> **Short task**
Write out exactly the lines running from the line that includes "Where can you find the grass" to the end of the data, both ends included, and nothing besides.
** start of Provided information **
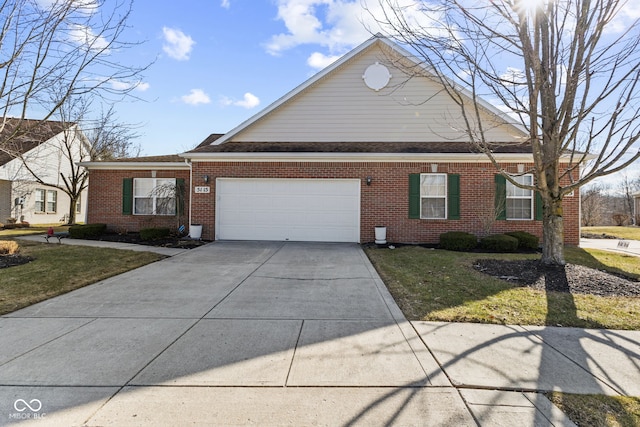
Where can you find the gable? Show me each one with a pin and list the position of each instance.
(339, 107)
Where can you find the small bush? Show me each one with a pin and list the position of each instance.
(458, 241)
(499, 243)
(154, 233)
(9, 247)
(87, 231)
(526, 241)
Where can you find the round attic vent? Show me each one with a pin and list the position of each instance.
(376, 76)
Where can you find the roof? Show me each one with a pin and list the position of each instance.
(356, 147)
(20, 136)
(387, 45)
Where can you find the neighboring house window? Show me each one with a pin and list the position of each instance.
(520, 200)
(434, 196)
(154, 196)
(40, 200)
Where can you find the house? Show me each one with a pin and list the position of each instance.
(358, 145)
(43, 146)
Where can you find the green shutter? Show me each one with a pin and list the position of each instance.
(501, 197)
(180, 196)
(538, 207)
(453, 196)
(127, 196)
(414, 196)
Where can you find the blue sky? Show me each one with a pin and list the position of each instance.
(218, 62)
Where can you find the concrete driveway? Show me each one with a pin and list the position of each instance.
(229, 333)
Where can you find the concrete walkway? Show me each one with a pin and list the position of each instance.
(271, 333)
(629, 247)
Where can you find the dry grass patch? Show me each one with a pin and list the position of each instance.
(437, 285)
(598, 410)
(57, 269)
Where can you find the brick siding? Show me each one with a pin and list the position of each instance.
(384, 202)
(105, 200)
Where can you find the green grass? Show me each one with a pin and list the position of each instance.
(437, 285)
(36, 229)
(629, 233)
(58, 269)
(598, 410)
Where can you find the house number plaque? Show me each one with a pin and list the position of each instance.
(202, 190)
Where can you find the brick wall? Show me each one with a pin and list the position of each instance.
(384, 202)
(104, 203)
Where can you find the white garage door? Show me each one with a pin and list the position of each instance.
(311, 210)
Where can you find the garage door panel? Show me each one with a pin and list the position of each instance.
(288, 209)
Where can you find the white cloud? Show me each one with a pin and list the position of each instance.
(177, 44)
(319, 61)
(337, 25)
(196, 97)
(249, 101)
(124, 86)
(83, 35)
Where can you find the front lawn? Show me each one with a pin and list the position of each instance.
(57, 269)
(438, 285)
(630, 232)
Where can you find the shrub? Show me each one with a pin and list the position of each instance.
(526, 241)
(86, 231)
(458, 241)
(9, 247)
(154, 233)
(499, 243)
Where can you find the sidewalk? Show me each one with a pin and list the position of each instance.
(633, 247)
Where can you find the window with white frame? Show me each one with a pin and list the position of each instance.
(433, 196)
(520, 200)
(52, 201)
(40, 196)
(154, 196)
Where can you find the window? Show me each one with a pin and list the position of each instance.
(519, 202)
(52, 201)
(433, 196)
(154, 196)
(40, 196)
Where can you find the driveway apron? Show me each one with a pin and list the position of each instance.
(229, 333)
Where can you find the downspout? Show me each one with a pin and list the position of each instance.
(188, 163)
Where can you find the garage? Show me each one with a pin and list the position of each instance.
(310, 210)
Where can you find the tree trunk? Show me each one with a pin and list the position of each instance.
(553, 233)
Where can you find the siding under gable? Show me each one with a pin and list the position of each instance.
(340, 107)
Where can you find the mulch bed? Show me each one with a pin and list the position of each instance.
(571, 278)
(169, 242)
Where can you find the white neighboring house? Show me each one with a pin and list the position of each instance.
(46, 149)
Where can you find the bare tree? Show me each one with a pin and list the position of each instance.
(567, 71)
(53, 50)
(82, 139)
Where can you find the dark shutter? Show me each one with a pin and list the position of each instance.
(414, 196)
(453, 196)
(538, 207)
(501, 197)
(180, 196)
(127, 196)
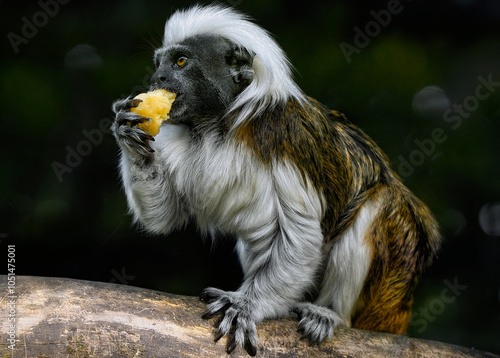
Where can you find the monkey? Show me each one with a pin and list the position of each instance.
(324, 228)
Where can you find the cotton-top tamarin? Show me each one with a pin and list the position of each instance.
(324, 227)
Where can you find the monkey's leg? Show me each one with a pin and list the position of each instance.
(347, 267)
(279, 260)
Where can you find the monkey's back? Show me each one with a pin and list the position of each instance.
(350, 170)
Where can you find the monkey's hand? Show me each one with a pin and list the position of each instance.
(316, 323)
(125, 129)
(237, 322)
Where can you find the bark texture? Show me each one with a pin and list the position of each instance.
(56, 317)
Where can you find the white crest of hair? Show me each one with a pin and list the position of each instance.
(273, 83)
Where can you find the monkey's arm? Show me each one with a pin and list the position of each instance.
(149, 188)
(279, 262)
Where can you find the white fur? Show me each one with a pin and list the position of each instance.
(348, 265)
(273, 212)
(272, 84)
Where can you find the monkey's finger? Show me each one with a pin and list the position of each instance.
(211, 294)
(214, 311)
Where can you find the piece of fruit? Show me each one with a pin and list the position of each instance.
(155, 105)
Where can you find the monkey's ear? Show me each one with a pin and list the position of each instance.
(241, 61)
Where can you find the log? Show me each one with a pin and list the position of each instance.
(57, 317)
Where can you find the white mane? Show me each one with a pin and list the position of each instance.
(272, 84)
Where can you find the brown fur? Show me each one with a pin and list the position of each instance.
(348, 168)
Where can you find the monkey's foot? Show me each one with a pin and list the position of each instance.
(316, 323)
(237, 322)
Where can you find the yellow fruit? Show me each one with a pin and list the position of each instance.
(155, 105)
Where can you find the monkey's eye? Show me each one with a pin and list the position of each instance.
(181, 61)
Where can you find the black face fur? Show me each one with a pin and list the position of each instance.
(206, 72)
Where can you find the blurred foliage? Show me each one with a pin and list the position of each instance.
(58, 88)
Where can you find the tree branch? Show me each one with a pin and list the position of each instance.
(57, 317)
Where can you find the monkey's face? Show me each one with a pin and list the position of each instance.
(206, 72)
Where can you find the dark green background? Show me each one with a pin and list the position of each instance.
(59, 86)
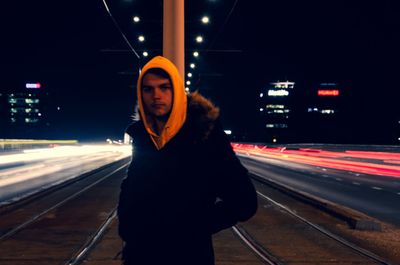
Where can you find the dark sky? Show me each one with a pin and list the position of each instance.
(61, 44)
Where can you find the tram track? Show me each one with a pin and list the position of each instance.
(278, 235)
(61, 222)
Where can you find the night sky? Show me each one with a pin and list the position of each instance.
(66, 46)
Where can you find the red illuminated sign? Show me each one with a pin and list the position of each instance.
(33, 85)
(328, 93)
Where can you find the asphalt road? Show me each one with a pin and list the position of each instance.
(375, 195)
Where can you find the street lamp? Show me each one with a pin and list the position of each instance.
(136, 19)
(205, 20)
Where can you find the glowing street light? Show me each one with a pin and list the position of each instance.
(136, 19)
(205, 20)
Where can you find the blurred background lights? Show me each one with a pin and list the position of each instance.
(205, 20)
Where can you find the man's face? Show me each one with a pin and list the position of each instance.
(157, 95)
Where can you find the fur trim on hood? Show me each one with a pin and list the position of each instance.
(202, 115)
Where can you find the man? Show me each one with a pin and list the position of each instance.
(184, 182)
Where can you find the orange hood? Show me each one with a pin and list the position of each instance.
(179, 105)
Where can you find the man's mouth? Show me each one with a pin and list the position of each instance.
(157, 105)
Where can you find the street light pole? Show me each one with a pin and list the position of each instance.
(174, 33)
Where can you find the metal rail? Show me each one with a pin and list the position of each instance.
(261, 252)
(88, 246)
(37, 216)
(337, 238)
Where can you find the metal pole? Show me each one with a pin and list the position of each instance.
(174, 33)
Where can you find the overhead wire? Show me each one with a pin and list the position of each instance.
(223, 25)
(120, 30)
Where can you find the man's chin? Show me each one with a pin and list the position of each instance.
(162, 116)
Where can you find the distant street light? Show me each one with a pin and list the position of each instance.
(205, 20)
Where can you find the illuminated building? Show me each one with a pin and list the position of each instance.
(325, 100)
(275, 110)
(22, 111)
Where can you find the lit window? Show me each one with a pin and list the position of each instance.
(205, 20)
(278, 93)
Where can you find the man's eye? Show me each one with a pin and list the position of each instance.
(146, 89)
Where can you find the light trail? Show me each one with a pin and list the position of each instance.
(330, 159)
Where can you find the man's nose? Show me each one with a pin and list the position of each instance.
(156, 92)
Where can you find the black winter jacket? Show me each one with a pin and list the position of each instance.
(175, 198)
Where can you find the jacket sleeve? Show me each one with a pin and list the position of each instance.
(236, 198)
(124, 210)
(124, 207)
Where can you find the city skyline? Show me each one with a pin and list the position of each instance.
(79, 57)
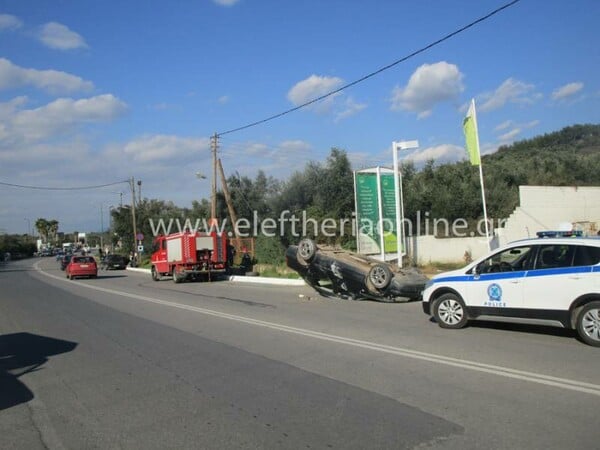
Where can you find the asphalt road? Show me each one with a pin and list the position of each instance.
(125, 362)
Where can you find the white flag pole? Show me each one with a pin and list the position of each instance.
(487, 228)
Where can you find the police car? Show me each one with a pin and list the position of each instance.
(551, 280)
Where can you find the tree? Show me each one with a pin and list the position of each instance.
(42, 227)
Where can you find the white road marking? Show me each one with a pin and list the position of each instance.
(563, 383)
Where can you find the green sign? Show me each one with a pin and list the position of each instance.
(388, 213)
(370, 216)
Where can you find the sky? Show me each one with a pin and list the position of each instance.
(94, 93)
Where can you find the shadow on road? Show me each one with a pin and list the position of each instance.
(21, 353)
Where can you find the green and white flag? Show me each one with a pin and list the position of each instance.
(471, 135)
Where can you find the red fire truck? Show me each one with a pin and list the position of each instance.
(187, 255)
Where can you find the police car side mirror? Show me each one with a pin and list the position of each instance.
(478, 269)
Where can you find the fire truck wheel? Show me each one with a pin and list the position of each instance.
(177, 278)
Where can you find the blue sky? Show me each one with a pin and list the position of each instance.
(96, 92)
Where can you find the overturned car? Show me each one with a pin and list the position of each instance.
(353, 276)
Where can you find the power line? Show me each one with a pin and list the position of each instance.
(48, 188)
(372, 74)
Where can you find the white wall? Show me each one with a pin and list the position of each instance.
(541, 208)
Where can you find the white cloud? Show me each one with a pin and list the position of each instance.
(348, 109)
(226, 2)
(428, 85)
(60, 37)
(504, 125)
(9, 22)
(60, 116)
(510, 91)
(313, 87)
(53, 81)
(510, 136)
(517, 129)
(567, 90)
(440, 154)
(165, 148)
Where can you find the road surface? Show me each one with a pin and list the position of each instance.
(125, 362)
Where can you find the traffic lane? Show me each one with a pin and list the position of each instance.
(521, 347)
(136, 383)
(492, 408)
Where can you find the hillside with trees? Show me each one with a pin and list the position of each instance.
(567, 157)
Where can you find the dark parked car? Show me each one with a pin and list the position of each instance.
(114, 262)
(349, 275)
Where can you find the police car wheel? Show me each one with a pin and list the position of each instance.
(449, 312)
(588, 324)
(306, 250)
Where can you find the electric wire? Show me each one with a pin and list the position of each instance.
(48, 188)
(372, 74)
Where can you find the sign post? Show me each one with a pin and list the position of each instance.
(402, 145)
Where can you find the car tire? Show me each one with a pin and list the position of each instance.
(380, 276)
(307, 250)
(176, 277)
(449, 312)
(588, 324)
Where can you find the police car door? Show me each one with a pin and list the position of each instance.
(562, 272)
(497, 283)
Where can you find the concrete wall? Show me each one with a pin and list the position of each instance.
(541, 208)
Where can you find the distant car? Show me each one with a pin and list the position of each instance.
(64, 261)
(552, 280)
(82, 266)
(349, 275)
(112, 262)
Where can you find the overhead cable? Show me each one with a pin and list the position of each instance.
(372, 74)
(49, 188)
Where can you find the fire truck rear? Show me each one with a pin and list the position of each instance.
(189, 256)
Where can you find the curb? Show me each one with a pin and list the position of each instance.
(242, 279)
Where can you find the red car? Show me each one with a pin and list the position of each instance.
(82, 266)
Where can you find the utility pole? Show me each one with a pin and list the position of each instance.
(228, 200)
(213, 195)
(132, 185)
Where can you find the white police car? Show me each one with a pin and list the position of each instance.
(551, 280)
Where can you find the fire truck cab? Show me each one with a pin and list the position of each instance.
(189, 256)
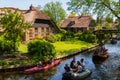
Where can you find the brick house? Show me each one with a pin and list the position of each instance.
(78, 23)
(41, 24)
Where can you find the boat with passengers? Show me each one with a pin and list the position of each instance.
(42, 68)
(76, 76)
(100, 55)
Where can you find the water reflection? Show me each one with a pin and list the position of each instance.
(108, 70)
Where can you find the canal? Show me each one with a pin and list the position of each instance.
(108, 70)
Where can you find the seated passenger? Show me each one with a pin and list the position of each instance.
(96, 52)
(67, 68)
(72, 64)
(67, 75)
(82, 64)
(79, 68)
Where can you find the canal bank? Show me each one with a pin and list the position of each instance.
(13, 68)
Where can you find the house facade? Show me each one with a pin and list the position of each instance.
(41, 24)
(78, 23)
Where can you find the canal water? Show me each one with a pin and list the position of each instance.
(108, 70)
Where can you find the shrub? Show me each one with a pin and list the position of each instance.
(87, 36)
(41, 49)
(5, 46)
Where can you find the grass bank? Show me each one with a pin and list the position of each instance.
(63, 47)
(68, 47)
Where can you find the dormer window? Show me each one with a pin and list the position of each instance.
(72, 22)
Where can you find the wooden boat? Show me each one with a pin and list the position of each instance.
(113, 41)
(42, 68)
(100, 57)
(77, 76)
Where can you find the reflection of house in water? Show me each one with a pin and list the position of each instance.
(42, 25)
(78, 23)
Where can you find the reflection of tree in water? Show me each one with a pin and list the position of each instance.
(37, 76)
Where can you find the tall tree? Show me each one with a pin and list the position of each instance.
(55, 11)
(14, 26)
(100, 8)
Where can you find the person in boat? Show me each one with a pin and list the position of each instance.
(67, 68)
(79, 67)
(51, 60)
(82, 64)
(73, 65)
(96, 52)
(67, 75)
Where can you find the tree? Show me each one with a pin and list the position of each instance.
(100, 8)
(41, 49)
(55, 11)
(14, 26)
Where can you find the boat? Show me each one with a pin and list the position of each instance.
(100, 57)
(113, 41)
(118, 37)
(77, 76)
(42, 68)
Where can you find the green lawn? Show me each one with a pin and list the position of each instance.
(68, 47)
(23, 48)
(63, 47)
** end of Provided information **
> **Exercise answer**
Where can you find the grass bank? Show me each one with a pin and list the position of each instance.
(63, 47)
(68, 47)
Where can you find the dormer window? Show me each one with a pin and list the position of each instance.
(72, 22)
Where can you find the wooden boat? Show me each one with a pin and list the position of each instance.
(113, 41)
(42, 68)
(100, 57)
(77, 76)
Where can you find the reflection of house in water? Show me each one with a pin and list the position of each instance.
(42, 25)
(78, 23)
Where can you find the reflection of tree in water? Show me each one with a pin and list the position of each instance.
(37, 76)
Where can you find the tall tree? Show me each one with a pin and list the position of each instance.
(55, 11)
(14, 26)
(100, 8)
Where can you find the person in boat? Show me each one with a pin and list the position of each instance.
(67, 68)
(79, 67)
(51, 60)
(82, 64)
(73, 65)
(96, 52)
(67, 75)
Where can you find the tree? Show me each one with a pin and list the position of each instance.
(100, 8)
(41, 49)
(55, 11)
(14, 26)
Where can you find the boat? Show me each one with a pin and list the position of each instance.
(100, 57)
(113, 41)
(118, 37)
(77, 76)
(42, 68)
Where can you find the green lawn? Show me each one with a pin and list the position of each instance.
(68, 47)
(23, 48)
(63, 47)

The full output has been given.